**Work order**
For every record, give an exact copy that has no pictures in it.

--- Data section Enclosed Below ---

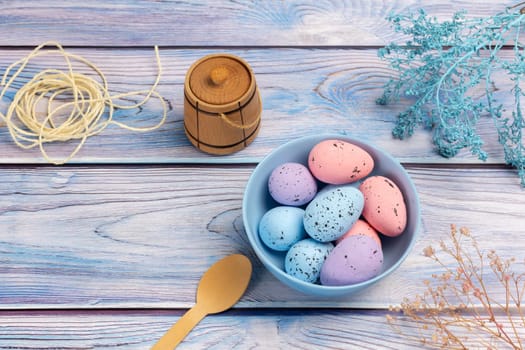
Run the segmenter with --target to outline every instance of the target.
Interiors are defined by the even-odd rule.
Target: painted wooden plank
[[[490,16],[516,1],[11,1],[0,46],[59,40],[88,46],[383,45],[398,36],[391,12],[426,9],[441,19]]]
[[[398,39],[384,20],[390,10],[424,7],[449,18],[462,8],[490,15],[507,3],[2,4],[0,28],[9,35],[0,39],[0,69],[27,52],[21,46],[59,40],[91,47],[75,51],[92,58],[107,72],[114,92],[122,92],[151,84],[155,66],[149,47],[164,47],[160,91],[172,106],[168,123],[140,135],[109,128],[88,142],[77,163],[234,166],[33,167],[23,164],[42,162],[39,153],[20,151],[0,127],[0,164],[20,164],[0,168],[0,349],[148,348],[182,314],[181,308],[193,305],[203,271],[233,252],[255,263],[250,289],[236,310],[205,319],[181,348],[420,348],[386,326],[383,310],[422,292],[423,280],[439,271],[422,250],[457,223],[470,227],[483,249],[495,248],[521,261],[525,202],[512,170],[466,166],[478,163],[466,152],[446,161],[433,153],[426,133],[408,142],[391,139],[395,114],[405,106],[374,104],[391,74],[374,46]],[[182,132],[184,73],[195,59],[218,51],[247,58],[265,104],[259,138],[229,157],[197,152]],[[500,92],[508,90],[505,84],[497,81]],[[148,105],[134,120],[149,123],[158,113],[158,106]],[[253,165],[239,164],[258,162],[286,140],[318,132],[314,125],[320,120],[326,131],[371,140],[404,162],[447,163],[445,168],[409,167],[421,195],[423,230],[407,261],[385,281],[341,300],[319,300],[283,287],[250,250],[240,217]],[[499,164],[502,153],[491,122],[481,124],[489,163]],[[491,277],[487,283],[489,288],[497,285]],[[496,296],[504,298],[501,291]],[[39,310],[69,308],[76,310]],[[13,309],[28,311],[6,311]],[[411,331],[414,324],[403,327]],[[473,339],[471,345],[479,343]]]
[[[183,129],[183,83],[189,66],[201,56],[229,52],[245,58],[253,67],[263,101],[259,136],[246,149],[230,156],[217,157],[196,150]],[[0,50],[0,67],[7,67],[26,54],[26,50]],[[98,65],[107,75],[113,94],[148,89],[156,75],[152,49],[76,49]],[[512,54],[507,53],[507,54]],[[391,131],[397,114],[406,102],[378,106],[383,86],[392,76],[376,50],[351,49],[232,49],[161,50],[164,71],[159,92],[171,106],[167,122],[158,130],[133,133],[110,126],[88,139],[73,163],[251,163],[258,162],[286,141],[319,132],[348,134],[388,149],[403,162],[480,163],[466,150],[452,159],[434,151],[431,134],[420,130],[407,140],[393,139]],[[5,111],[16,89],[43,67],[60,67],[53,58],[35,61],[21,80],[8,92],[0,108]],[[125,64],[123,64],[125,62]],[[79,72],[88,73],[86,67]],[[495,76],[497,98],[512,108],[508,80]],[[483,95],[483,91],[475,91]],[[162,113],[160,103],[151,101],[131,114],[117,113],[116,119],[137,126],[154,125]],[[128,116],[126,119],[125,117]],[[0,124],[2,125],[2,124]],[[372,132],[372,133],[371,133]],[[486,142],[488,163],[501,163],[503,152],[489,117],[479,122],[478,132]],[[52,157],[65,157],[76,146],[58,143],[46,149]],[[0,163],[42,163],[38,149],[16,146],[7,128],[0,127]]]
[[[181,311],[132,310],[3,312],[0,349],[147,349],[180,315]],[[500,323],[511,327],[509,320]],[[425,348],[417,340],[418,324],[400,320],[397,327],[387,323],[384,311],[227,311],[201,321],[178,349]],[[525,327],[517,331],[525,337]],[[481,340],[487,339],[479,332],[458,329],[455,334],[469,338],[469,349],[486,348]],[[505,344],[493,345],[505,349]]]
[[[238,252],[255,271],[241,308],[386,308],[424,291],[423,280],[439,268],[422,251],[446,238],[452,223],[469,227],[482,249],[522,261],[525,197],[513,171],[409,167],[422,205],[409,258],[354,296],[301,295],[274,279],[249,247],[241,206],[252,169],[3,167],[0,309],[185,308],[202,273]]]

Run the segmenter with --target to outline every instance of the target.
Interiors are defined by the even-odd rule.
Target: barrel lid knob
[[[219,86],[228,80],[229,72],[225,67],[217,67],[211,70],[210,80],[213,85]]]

--- End of Enclosed Data section ---

**Your solution**
Run the segmenter with --target to outline every instance of the target.
Interiors are defined by the even-odd rule.
Target: painted wooden plank
[[[490,16],[516,1],[11,1],[0,46],[59,40],[88,46],[383,45],[398,36],[391,12],[426,9],[441,19]]]
[[[398,39],[384,20],[390,10],[424,7],[449,18],[462,8],[490,15],[507,3],[2,4],[0,28],[9,35],[0,39],[0,69],[27,52],[21,46],[59,40],[91,47],[75,51],[92,58],[107,72],[114,92],[122,92],[151,84],[155,66],[149,47],[164,47],[160,91],[172,106],[168,123],[140,135],[109,128],[88,142],[77,163],[234,166],[33,167],[23,164],[42,162],[39,153],[20,151],[0,127],[0,164],[20,164],[0,168],[0,349],[148,348],[182,314],[181,308],[193,305],[203,271],[233,252],[255,263],[250,289],[236,310],[205,319],[181,348],[420,348],[386,326],[383,310],[422,292],[423,280],[439,271],[422,250],[457,223],[470,227],[483,249],[495,248],[521,261],[525,202],[512,170],[466,166],[478,163],[466,152],[446,161],[433,153],[426,133],[408,142],[391,139],[395,114],[405,106],[374,104],[391,74],[374,46]],[[182,132],[184,73],[195,59],[218,51],[247,58],[265,104],[259,138],[229,157],[197,152]],[[500,92],[508,90],[505,84],[497,81]],[[148,105],[134,120],[149,123],[158,113],[158,106]],[[253,165],[239,164],[258,162],[286,140],[318,132],[314,125],[320,120],[326,131],[371,140],[404,162],[447,163],[445,168],[409,167],[421,195],[423,230],[407,261],[385,281],[341,300],[319,300],[283,287],[250,250],[240,217]],[[499,164],[502,153],[491,122],[481,124],[489,163]],[[491,277],[487,283],[489,288],[497,285]],[[496,296],[504,298],[501,291]],[[39,310],[69,308],[76,310]],[[13,309],[28,311],[6,311]],[[411,331],[414,324],[403,327]],[[473,339],[471,345],[479,343]]]
[[[183,129],[183,83],[189,66],[201,56],[229,52],[245,58],[253,67],[263,101],[259,136],[246,149],[230,156],[217,157],[196,150]],[[0,50],[0,67],[7,67],[26,54],[26,50]],[[98,65],[107,75],[113,94],[148,89],[156,75],[152,49],[76,49]],[[512,54],[507,53],[507,54]],[[391,131],[397,114],[406,102],[378,106],[383,86],[392,76],[376,50],[351,49],[232,49],[161,50],[164,71],[159,92],[171,106],[167,122],[158,130],[133,133],[110,126],[88,139],[73,163],[251,163],[258,162],[286,141],[319,132],[348,134],[388,149],[403,162],[480,163],[466,150],[452,159],[434,151],[431,134],[420,130],[407,140],[393,139]],[[5,111],[16,89],[43,67],[60,67],[53,58],[35,61],[21,80],[8,92],[0,108]],[[125,64],[123,64],[125,62]],[[79,72],[88,73],[86,67]],[[495,76],[497,98],[512,108],[508,80]],[[483,95],[483,91],[475,91]],[[162,113],[160,103],[151,101],[131,114],[117,113],[116,119],[137,126],[154,125]],[[128,116],[126,119],[125,117]],[[0,124],[2,125],[2,124]],[[372,132],[372,133],[371,133]],[[486,142],[488,163],[501,163],[503,152],[489,117],[479,122],[478,132]],[[52,157],[65,157],[76,146],[58,143],[46,149]],[[0,163],[42,163],[38,149],[16,146],[7,128],[0,127]]]
[[[181,311],[132,310],[3,312],[0,349],[147,349],[180,315]],[[500,323],[511,327],[509,320]],[[425,348],[417,340],[418,324],[400,320],[397,327],[387,323],[384,311],[227,311],[201,321],[178,349]],[[525,327],[517,331],[525,337]],[[481,340],[487,339],[479,332],[458,329],[455,334],[469,338],[469,349],[486,348]],[[505,344],[493,345],[505,349]]]
[[[238,252],[255,271],[241,308],[386,308],[424,291],[423,280],[439,268],[422,251],[446,238],[452,223],[469,227],[482,249],[522,261],[525,197],[513,171],[409,167],[422,205],[409,258],[354,296],[301,295],[274,279],[249,247],[241,206],[252,169],[3,167],[0,309],[185,308],[202,273]]]

Run the segmenter with --target to outline every instance of the target.
Interiors are defined by the even-odd rule.
Target: barrel lid knob
[[[219,86],[228,80],[229,72],[225,67],[217,67],[211,70],[210,80],[213,85]]]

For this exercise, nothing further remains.